Source data
######
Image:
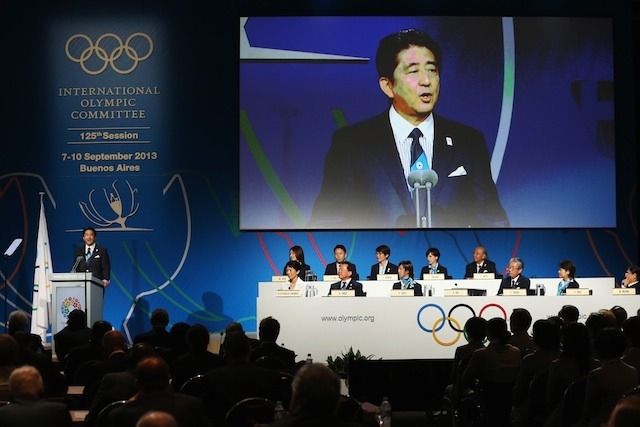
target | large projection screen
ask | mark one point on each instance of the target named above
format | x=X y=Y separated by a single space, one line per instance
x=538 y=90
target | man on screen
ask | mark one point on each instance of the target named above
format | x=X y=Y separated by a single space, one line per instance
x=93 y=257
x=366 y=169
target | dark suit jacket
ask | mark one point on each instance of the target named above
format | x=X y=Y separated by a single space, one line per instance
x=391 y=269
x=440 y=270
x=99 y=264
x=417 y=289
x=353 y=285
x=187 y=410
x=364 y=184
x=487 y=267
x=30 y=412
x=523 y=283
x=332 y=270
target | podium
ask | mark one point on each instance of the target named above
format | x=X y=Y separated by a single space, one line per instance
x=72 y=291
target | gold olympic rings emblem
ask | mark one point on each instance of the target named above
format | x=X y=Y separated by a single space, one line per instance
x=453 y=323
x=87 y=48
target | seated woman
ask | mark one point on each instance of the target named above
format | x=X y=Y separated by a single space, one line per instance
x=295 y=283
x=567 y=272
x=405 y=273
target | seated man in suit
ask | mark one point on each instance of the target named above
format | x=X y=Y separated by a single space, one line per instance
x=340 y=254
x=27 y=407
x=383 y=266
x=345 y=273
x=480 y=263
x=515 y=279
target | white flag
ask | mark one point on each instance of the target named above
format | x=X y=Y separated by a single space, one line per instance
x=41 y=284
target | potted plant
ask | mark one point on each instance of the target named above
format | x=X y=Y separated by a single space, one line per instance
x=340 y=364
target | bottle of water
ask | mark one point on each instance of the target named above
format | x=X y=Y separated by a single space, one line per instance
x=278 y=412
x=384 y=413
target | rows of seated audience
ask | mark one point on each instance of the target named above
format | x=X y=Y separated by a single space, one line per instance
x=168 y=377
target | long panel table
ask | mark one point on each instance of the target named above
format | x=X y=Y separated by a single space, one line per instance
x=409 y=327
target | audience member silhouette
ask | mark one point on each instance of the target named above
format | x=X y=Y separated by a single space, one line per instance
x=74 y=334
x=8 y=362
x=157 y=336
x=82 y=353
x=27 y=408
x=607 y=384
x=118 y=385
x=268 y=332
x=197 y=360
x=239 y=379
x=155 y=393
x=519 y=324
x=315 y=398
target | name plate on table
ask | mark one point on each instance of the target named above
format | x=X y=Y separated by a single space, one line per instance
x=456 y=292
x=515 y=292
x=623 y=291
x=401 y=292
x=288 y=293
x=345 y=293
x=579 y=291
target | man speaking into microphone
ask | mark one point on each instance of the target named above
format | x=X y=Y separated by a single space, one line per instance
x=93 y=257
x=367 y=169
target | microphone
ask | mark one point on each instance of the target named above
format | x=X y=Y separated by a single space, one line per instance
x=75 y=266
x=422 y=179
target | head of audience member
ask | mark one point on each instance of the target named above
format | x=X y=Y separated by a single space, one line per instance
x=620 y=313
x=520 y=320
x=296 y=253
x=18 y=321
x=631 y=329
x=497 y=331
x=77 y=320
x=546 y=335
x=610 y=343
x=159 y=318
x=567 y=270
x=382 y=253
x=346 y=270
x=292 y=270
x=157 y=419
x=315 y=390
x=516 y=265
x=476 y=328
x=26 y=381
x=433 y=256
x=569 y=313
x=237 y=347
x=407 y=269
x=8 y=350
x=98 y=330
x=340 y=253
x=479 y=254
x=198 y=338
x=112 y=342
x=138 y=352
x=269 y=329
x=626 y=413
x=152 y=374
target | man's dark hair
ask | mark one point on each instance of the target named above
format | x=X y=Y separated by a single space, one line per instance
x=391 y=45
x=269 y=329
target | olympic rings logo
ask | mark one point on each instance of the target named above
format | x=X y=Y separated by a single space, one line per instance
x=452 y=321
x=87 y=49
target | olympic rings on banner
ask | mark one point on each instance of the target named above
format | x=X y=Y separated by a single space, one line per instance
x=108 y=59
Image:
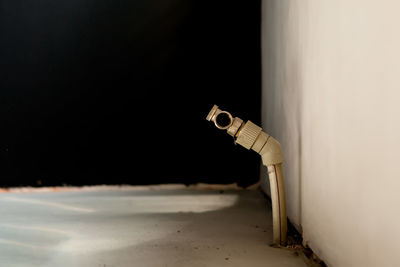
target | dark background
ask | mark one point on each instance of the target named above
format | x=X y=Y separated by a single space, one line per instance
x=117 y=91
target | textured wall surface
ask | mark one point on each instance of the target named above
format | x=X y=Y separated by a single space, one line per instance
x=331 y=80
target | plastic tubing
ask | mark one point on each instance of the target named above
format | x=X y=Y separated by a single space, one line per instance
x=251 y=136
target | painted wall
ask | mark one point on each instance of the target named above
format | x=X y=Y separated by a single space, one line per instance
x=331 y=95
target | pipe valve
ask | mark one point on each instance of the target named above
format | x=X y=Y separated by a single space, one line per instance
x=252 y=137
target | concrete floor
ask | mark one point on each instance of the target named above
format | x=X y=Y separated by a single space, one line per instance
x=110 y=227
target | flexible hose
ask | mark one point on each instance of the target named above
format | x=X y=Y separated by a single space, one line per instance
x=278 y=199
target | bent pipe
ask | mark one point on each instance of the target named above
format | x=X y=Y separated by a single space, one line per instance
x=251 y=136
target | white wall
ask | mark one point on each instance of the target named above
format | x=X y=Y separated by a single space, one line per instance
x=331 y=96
######
» **Objective**
Edit the listing above by changing every occurrence of "separated by a single space" to "separated by a comma" and leaving all other text unchanged. Reproduce the full listing with that change, omitting the pictures.

» **Answer**
Image:
target | large projection screen
ask | mark one point on each instance of the target named above
format | x=X y=Y separated by a comma, one line per instance
x=538 y=90
target | man on screen
ask | mark one point on each instance of the target named above
format | x=X y=Y separated by a comma, one line per instance
x=93 y=257
x=366 y=169
target | dark suit jacket
ask | mark one point on each instance of the target named above
format | x=X y=Y separated by a comma, one line per instance
x=391 y=269
x=440 y=270
x=99 y=264
x=417 y=289
x=353 y=285
x=187 y=410
x=364 y=184
x=487 y=267
x=30 y=412
x=523 y=283
x=332 y=270
target | podium
ask | mark one point on each instance of the target named above
format | x=X y=Y separated by a comma, one line per instance
x=72 y=291
target | gold olympic rings emblem
ask | mark one point on each instance of the target named above
format | x=X y=Y separated by a comma, one line per instance
x=453 y=323
x=87 y=48
target | seated woman
ask | mark one point on each instance of the target named above
format | x=X y=Y separated by a comma, one line per instance
x=295 y=283
x=567 y=272
x=405 y=273
target | seated man in suit
ask | mark one point on each instance of the target named above
format | x=X y=Y separated by a comma, one line per instance
x=340 y=254
x=27 y=407
x=383 y=266
x=345 y=273
x=480 y=263
x=515 y=279
target | white flag
ask | mark one point on each instance of the target named above
format | x=X y=Y separated by a comma, one line per instance
x=41 y=284
target | potted plant
ask | mark one point on each instance of the target named above
format | x=X y=Y separated by a comma, one line per instance
x=340 y=364
target | bottle of water
ask | mark one point on each instance of the target named above
format | x=X y=Y separated by a comma, one line per instance
x=278 y=412
x=384 y=413
target | rows of seated audience
ask | mark one point on each instance of the target named above
format | x=X y=Y separated by a comma, one line per instance
x=168 y=377
target | long panel table
ask | mark one point on each instance of the target named above
format | x=X y=Y separated by a comma, one line per instance
x=409 y=327
target | audience member silhouette
ask | mark one point on each instance of the target named above
format | x=X y=Y separated by a comma, one line per instance
x=74 y=334
x=8 y=362
x=157 y=336
x=82 y=353
x=27 y=408
x=607 y=384
x=118 y=385
x=268 y=332
x=197 y=360
x=239 y=379
x=155 y=393
x=519 y=324
x=315 y=398
target | name plate on table
ask | mark one point on each instance of the target named above
format | x=X y=Y separated by a comma, one line per instance
x=456 y=292
x=515 y=292
x=623 y=291
x=401 y=292
x=288 y=293
x=345 y=293
x=579 y=291
target | man speaking into microphone
ask | mark one point on each instance of the target named above
format | x=X y=Y separated by a comma, one line per instance
x=93 y=257
x=367 y=169
target | microphone
ask | mark one point on each instance of the target named above
format | x=X y=Y separated by a comma, one line per instance
x=75 y=266
x=422 y=179
target | head of audience member
ask | mark one point on each instance of the target named above
format | x=X y=Y separated by a comma, one line per instance
x=620 y=313
x=520 y=320
x=296 y=253
x=18 y=321
x=631 y=329
x=497 y=331
x=77 y=320
x=546 y=335
x=610 y=343
x=159 y=318
x=567 y=270
x=382 y=253
x=346 y=270
x=292 y=270
x=157 y=419
x=315 y=390
x=516 y=265
x=476 y=328
x=26 y=381
x=433 y=256
x=569 y=313
x=237 y=347
x=407 y=269
x=8 y=350
x=98 y=330
x=340 y=253
x=479 y=254
x=198 y=338
x=112 y=342
x=138 y=352
x=269 y=329
x=626 y=413
x=152 y=374
target | man's dark hair
ask | mark one point on each instance of the target named above
format | x=X y=Y separated by a comma, one line per instance
x=391 y=45
x=269 y=329
target | olympic rings logo
ask | mark one point on each instance of the target named above
format | x=X y=Y separated by a comma, one line per instance
x=452 y=321
x=87 y=49
target | olympic rings on banner
ask | mark one point on each instance of the target named above
format | x=X y=Y separated by a comma, one line per instance
x=108 y=59
Image:
target | dark background
ask | mark one point on each instance of the target named above
format | x=X y=Y separated by a comma, one line per instance
x=117 y=91
target | textured wall surface
ask | mark one point on each instance of the target named above
format | x=X y=Y separated by a comma, one line per instance
x=331 y=80
target | plastic tubing
ask | mark one point on each instance of the target named above
format | x=X y=Y separated by a comma, one line per instance
x=251 y=136
target | painted wall
ask | mark one point on each instance of the target named above
format | x=X y=Y separated by a comma, one line per instance
x=331 y=95
target | pipe valve
ask | mark one point on each instance of the target named above
format | x=X y=Y separated by a comma, one line per instance
x=252 y=137
target | concrete floor
ask | mark one point on each instance of the target named above
format | x=X y=Y separated by a comma, one line per instance
x=110 y=227
target | flexible hose
ask | mark one point on each instance of the target named above
format | x=X y=Y separated by a comma, one line per instance
x=278 y=199
target | bent pipe
ask | mark one point on each instance of the target named above
format | x=X y=Y separated by a comma, one line per instance
x=251 y=136
target | white wall
ask | mark one point on each instance of the target named above
format | x=X y=Y separated by a comma, one line per instance
x=331 y=96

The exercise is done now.